» What you are asked to do
Read through the lines below and copy the ones holding the string "marker".
+ + +
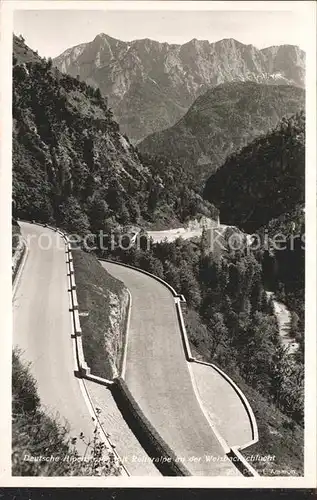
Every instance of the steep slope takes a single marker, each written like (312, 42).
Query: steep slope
(264, 180)
(71, 165)
(221, 121)
(151, 84)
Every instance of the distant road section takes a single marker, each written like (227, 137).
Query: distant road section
(160, 379)
(42, 328)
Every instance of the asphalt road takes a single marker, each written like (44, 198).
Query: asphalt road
(159, 376)
(42, 329)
+ + +
» Solution to the exercise
Every instance of the steep slope takes a single marker, each written like (312, 42).
Every instance of the distant road section takes a single marker, each written like (227, 137).
Every instance of the asphalt road takes a single marker, each written like (44, 198).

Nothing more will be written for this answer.